- _RECORDED DATA_
[start]

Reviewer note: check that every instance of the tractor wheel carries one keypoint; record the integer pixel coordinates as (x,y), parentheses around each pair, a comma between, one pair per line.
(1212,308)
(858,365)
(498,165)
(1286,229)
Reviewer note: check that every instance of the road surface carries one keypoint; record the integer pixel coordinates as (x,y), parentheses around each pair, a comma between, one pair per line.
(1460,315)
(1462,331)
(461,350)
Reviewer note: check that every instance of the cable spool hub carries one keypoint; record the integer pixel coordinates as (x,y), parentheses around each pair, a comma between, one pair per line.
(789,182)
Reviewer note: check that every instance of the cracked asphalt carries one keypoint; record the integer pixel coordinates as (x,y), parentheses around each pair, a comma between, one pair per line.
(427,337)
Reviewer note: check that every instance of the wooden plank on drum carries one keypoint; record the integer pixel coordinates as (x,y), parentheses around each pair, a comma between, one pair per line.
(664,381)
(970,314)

[end]

- _THE EXERCISE_
Copy every line above word for word, without changing anything.

- _CORRECT ANSWER_
Reviewer note: check that every instance of the tractor wheel carries one keypoint; record the integer pixel coordinates as (x,y), parentheses around each pair, a comma between, one pair per line.
(1212,308)
(858,365)
(498,165)
(1286,229)
Reviewer note: check that every instance of the road surface carries one keypoint; record the integer pixel coordinates as (x,y), parentheses around each pair, a comma between, one pair per line.
(1460,315)
(1462,331)
(461,350)
Reviewer note: check that every instance of the cable spool hub carries one keypoint; record the integer pixel coordinates as (x,y), parentheses around each pair, a comma between, one pair per line.
(789,182)
Reviewer note: check that every instance of the cracked asphalt carries one keypoint; record the integer pixel coordinates as (x,y), parentheses around each pair, a comma between, one pair per line.
(427,337)
Reviewer note: check that every instance of the wooden plank on drum carries one keypoint; record the integer pixel coordinates as (x,y), parentheses around each pair, a comma between, one pair per line.
(664,381)
(970,314)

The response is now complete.